▶ _What is being asked_: Find the line containing "User intent: interact with the green foliage background." in the listing below. Repeat it exactly, along with each following line up to and including the one containing "User intent: interact with the broad".

────────────────────────────────────────

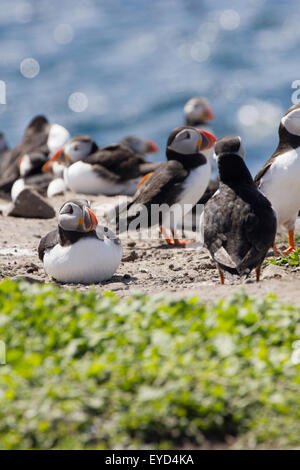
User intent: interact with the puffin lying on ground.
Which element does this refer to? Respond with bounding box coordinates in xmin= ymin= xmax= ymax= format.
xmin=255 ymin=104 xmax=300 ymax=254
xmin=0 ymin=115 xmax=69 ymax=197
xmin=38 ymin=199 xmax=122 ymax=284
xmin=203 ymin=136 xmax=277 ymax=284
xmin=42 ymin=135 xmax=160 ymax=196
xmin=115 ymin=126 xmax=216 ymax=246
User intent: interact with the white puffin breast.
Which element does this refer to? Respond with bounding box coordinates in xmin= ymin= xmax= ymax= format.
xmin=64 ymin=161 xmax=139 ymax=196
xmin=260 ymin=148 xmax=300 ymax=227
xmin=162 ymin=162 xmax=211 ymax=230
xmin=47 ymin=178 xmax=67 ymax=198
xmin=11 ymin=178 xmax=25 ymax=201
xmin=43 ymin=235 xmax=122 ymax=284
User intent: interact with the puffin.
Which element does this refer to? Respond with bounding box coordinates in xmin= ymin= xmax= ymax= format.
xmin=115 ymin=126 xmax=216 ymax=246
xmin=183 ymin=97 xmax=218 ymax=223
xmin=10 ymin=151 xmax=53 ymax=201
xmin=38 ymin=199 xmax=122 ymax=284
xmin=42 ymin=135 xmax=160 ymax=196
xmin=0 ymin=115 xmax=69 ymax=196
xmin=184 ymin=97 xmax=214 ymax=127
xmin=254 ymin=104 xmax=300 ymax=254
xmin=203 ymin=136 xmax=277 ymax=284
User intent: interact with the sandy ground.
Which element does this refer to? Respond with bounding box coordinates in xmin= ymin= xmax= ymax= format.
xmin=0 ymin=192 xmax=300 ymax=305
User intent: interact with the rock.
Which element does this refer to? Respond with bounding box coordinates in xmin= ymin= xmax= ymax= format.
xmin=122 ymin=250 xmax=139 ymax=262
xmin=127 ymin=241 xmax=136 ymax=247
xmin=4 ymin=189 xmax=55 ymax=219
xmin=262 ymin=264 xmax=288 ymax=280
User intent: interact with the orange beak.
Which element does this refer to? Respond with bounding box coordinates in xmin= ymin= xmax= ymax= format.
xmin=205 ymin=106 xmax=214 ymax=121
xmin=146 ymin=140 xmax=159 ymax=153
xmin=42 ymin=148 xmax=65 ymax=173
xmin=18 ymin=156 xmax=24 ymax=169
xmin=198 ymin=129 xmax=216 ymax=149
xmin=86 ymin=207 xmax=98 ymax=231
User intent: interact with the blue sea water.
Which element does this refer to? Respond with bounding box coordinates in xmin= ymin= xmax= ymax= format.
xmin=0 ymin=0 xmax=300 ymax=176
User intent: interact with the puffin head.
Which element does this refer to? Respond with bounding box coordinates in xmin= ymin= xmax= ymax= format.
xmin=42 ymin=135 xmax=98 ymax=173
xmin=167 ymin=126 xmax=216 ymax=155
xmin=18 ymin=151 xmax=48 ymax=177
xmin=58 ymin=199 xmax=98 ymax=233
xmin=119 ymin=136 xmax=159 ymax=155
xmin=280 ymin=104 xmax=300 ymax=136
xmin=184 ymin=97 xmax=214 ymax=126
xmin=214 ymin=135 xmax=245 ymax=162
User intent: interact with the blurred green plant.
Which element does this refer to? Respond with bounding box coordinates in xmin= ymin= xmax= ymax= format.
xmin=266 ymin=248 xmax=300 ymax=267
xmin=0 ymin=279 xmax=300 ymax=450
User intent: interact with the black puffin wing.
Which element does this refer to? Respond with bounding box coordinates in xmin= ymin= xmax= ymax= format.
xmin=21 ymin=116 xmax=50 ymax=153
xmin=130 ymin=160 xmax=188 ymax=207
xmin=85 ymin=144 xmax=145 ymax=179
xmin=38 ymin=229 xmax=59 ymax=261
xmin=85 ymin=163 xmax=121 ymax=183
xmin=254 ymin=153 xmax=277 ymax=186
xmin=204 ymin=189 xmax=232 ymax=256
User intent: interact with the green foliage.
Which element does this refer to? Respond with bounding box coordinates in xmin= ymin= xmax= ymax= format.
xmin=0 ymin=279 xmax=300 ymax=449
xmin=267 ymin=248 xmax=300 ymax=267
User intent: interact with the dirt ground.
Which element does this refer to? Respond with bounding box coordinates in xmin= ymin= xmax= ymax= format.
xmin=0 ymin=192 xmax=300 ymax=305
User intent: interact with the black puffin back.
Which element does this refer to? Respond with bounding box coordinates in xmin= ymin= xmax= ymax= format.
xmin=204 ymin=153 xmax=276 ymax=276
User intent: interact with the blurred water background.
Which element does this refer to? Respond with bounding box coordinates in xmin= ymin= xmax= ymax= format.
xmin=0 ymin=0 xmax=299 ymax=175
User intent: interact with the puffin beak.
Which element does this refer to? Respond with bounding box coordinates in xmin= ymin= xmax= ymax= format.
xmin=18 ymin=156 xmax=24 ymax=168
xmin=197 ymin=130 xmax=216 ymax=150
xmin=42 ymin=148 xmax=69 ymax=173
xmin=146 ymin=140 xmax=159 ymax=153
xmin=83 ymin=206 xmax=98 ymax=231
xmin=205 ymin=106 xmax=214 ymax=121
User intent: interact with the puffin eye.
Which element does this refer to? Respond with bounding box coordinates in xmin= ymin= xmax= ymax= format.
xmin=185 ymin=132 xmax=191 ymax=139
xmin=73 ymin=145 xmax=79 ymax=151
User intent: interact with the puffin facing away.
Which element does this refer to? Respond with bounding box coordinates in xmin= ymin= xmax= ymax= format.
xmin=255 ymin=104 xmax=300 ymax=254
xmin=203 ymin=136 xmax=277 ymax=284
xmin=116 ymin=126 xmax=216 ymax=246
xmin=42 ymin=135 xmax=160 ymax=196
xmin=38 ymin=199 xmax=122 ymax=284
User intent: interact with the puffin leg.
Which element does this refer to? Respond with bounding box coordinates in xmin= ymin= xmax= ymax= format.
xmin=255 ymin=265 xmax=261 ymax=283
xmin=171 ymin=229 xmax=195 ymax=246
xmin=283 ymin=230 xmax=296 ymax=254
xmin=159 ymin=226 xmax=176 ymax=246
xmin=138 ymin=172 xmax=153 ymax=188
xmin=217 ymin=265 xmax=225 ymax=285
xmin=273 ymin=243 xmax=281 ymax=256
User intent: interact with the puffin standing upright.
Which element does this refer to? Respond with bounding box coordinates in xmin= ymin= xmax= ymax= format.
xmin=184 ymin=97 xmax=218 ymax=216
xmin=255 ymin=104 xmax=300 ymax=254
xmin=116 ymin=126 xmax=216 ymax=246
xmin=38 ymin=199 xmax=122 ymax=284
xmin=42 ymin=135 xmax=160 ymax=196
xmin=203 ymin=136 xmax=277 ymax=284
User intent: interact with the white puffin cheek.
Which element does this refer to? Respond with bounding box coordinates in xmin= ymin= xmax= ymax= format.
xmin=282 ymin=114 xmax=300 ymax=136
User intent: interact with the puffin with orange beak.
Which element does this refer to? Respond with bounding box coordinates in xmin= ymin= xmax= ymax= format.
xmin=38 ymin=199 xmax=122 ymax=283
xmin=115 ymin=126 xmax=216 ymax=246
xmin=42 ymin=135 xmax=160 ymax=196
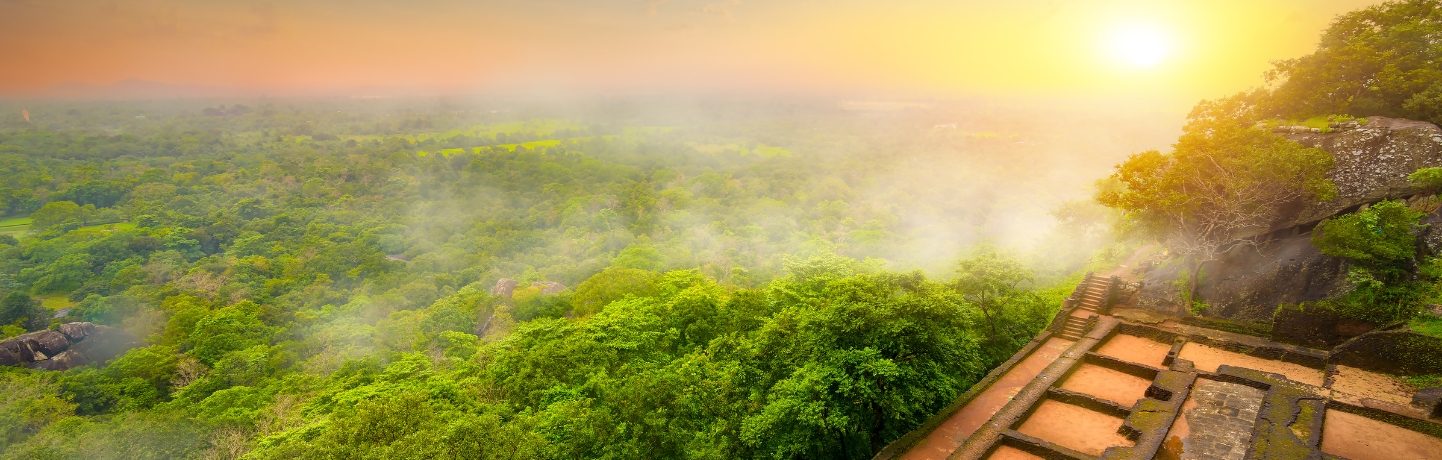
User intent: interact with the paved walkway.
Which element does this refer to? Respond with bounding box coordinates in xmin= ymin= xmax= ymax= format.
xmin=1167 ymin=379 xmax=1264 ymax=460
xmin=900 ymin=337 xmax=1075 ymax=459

────────────────────────────────────────

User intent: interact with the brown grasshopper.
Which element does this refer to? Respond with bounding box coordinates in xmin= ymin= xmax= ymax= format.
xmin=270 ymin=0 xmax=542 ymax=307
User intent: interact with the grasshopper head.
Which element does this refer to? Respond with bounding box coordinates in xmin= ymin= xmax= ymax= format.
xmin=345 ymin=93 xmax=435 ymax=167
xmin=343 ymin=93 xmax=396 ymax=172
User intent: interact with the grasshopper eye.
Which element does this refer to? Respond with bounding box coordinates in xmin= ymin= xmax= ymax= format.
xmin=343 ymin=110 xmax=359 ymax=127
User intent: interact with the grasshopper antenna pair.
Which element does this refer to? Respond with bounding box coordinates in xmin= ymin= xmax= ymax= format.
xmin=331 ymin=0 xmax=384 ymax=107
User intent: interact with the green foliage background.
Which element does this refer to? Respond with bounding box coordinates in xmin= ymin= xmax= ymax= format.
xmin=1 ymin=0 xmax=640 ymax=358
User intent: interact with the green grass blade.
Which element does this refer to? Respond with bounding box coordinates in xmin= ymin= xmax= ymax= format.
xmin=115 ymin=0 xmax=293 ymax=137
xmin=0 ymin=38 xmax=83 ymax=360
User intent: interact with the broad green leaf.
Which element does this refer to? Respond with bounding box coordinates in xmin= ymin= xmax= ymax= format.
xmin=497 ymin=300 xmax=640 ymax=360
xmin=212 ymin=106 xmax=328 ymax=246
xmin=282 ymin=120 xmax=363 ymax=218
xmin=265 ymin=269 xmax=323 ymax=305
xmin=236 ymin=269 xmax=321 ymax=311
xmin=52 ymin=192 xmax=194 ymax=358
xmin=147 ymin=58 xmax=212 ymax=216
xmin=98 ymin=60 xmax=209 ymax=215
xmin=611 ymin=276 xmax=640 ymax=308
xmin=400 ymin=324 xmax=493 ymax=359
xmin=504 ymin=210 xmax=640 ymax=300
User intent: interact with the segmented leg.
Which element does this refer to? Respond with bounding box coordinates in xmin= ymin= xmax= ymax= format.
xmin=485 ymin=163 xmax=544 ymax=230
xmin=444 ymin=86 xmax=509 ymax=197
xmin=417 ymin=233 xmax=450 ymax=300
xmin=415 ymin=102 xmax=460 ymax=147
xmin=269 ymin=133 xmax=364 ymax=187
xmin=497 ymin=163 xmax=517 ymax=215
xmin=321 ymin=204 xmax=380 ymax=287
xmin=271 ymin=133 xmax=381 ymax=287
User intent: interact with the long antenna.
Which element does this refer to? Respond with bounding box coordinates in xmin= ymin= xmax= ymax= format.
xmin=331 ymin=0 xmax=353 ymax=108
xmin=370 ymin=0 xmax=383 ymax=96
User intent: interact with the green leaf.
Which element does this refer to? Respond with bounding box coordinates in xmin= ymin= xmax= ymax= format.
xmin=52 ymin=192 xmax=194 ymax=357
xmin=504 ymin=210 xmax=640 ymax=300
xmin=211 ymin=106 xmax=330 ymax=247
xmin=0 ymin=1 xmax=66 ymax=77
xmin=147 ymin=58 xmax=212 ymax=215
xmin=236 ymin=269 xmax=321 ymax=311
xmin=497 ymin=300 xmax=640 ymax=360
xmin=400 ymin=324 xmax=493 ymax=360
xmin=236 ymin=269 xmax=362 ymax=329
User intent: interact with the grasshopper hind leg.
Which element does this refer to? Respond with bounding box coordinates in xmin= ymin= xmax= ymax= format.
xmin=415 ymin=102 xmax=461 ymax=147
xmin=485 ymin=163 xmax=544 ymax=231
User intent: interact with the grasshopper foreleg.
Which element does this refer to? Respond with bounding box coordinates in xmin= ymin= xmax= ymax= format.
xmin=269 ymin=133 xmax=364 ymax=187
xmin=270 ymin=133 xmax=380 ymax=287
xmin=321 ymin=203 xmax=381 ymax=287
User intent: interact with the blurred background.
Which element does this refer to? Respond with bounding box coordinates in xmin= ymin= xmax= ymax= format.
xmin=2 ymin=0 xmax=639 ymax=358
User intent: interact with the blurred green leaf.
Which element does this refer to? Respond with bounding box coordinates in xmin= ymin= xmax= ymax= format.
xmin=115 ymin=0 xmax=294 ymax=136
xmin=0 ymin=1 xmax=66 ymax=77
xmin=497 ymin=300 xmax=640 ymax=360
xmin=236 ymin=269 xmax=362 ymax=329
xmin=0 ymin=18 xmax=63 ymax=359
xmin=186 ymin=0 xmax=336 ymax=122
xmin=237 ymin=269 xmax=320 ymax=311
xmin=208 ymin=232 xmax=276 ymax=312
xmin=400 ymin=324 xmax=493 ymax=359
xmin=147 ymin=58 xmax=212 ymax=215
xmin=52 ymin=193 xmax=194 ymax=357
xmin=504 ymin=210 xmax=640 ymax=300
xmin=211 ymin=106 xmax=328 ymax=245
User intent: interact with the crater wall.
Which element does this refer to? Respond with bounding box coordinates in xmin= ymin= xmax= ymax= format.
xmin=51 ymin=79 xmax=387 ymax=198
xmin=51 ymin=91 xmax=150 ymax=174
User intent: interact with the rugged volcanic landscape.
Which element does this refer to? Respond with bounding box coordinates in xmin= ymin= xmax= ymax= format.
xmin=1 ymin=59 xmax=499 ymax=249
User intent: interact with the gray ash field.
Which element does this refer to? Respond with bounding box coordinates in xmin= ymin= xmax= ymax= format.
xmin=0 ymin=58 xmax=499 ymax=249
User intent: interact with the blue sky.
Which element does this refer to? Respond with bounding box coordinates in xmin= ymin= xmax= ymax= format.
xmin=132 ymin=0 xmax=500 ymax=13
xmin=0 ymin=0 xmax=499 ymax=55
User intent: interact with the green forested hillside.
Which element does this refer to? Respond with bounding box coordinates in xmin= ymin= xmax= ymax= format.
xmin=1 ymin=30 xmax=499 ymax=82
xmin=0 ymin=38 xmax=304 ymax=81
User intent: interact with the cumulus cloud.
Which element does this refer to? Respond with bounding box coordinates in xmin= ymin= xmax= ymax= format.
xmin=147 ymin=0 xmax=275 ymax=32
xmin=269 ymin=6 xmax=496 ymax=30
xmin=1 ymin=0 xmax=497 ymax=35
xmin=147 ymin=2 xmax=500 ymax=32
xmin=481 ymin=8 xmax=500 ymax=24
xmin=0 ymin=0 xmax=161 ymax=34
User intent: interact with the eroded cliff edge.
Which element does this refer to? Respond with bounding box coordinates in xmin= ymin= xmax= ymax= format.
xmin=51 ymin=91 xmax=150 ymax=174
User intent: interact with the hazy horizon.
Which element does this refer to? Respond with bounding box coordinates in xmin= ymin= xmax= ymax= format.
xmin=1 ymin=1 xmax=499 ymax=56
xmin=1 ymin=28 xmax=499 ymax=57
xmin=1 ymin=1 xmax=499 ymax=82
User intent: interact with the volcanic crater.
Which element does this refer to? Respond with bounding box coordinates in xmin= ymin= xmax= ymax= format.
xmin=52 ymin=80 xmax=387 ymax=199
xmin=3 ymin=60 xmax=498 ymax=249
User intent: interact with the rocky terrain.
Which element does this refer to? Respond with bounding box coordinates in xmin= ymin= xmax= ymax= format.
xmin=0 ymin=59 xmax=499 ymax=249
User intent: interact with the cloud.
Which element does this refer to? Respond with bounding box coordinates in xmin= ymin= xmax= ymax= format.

────────────────────────────────────────

▶ _Completed exercise_:
User intent: interact with the green foliage background.
Which element does this refer to? Respond with bounding box coordinates in xmin= ymin= xmax= ymax= format.
xmin=1 ymin=0 xmax=640 ymax=358
User intent: interact with the green grass blade.
Which element does this refer to? Respond with bounding box coordinates in xmin= ymin= xmax= ymax= format.
xmin=115 ymin=0 xmax=293 ymax=137
xmin=0 ymin=38 xmax=83 ymax=360
User intent: interact with the broad green leaf.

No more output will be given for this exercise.